Wow...sorry to hear this. Good luck and keep us posted about his surgery!


----------



## JackieM1982 (Jul 21, 2005)

Still waiting to hear that Treck is out of surgery. Very surprisingly, at least to me, his pre-surgical chest x-rays showed that he has an enlarged left atrium of his heart. However, the vet said that his heart _sounds_ fine, with no detectable murmur. She either said I should postpone the surgery and get an echocardiogram or go ahead with the surgery. I elected to go ahead, since #1 I really can't afford the $500 echo then the $1,000+ it's costing me for this surgery, and #2 even if his heart is questionable, he _has_ to get this toe off, especially if it is malignant. I will have an echo done a bit later on. Anyway, I'm just sitting by the phone now.


----------



## LisaT (Feb 7, 2005)

So how did the surgery go??????

I would have done the same thing, going ahead with the surgery, though you'll have to deal with the heart issue for the long term. There are supplement programs as a start.

Hope your boy is doing well????


----------



## arycrest (Feb 28, 2006)

Any update????

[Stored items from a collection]
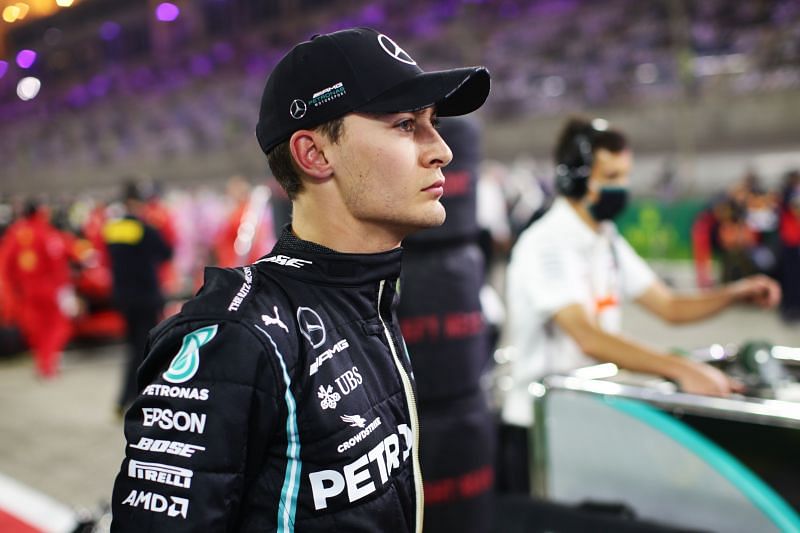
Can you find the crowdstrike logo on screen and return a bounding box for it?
[122,490,189,519]
[162,324,219,383]
[336,415,381,453]
[297,307,326,348]
[128,459,194,489]
[378,33,417,65]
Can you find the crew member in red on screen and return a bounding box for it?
[0,202,77,378]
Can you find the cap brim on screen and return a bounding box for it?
[356,67,491,117]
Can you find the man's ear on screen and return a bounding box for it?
[289,130,333,180]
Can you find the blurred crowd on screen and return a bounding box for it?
[692,170,800,321]
[0,158,800,375]
[0,177,275,377]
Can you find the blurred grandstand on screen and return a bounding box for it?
[0,0,800,193]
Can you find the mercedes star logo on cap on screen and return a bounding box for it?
[289,100,306,119]
[378,33,417,65]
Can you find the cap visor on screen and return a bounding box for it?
[356,67,491,117]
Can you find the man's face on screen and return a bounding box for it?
[325,108,453,236]
[586,148,633,203]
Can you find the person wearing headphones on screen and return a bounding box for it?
[503,118,780,427]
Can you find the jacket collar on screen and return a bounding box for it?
[256,225,403,285]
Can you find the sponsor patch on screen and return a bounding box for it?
[227,267,253,312]
[122,490,189,519]
[142,385,209,402]
[256,255,312,268]
[162,324,219,383]
[308,419,413,510]
[336,417,381,453]
[128,437,206,457]
[142,407,206,435]
[128,459,194,489]
[308,339,350,376]
[317,385,342,411]
[308,82,347,107]
[261,305,289,333]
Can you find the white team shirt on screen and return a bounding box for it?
[503,198,656,426]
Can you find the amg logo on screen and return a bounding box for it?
[142,407,206,435]
[129,437,206,457]
[128,459,194,489]
[308,422,413,510]
[122,490,189,519]
[308,339,350,376]
[228,267,253,311]
[142,385,208,401]
[257,255,311,268]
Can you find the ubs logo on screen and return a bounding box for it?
[297,307,326,348]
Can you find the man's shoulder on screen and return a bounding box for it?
[165,265,296,351]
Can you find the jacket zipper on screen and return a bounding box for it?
[378,279,425,533]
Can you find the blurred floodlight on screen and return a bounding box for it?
[542,76,567,98]
[14,2,30,20]
[636,63,658,85]
[100,20,121,41]
[708,344,725,360]
[3,6,19,24]
[17,50,36,68]
[17,76,42,100]
[156,2,181,22]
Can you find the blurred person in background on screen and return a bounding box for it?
[503,118,780,492]
[214,176,275,267]
[102,181,172,415]
[778,170,800,322]
[0,201,78,378]
[111,28,490,533]
[141,181,180,297]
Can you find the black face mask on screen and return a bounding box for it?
[589,187,628,222]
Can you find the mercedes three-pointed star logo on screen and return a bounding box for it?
[297,307,326,348]
[289,100,308,120]
[378,33,417,65]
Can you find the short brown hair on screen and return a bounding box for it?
[267,117,344,200]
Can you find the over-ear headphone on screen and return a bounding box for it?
[556,133,594,198]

What is needed ▸ Carry on the forum thread about Treck's toe surgery, picking up right after its last post. You won't need the data for this.

Answer section ▸
----------



## JackieM1982 (Jul 21, 2005)

Hello all, thank you for the concern. Well, things did not go as planned on Monday. There were more questions raised then answered.

After general anesthesia was administered and the surgical site prepped Treck's heart rate started to drop dramatically. The surgeon gave him Atropine to try and raise it enough for him to get through the 30-45 minute surgery. But, it wouldn't come back up and then started to beat irregularly. She felt that if she continued then he was going to go into cardiac arrest, and it wasn't worth him dying on the table for a toe that may or may not be cancerous. She quickly took a good a sample as possible for submission to the lab and then woke him up. The lab should be receiving it tomorrow, Thursday, and then hopefully some results soon after. 

What a harrowing day! I really was hoping to just get this toe off and biopsied so we could get some answers and move forward from there. But now, I'm scheduling Treck for an echocardiogram to see what is going on and to see if he can tolerate surgery in the future. I'm so upset.

He's the picture of health besides the toe. No coughing, exercise intolerance, etc. I just hope this left atrium enlargement (probably involving the mitral valve as well) is something that can be treated!! 

The cost of all this is overwhelming me, but I have no other choice. I'd do anything for this dog. He has a couple of re-checks of his bandage in the next couple of days. I'm scheduling his echo two weeks out, hafta wait til I get paid again. 

Thanks again for your guys support. I appreciate it, and any positive thoughts you can send our way.


----------



## GSDBESTK9 (Mar 26, 2002)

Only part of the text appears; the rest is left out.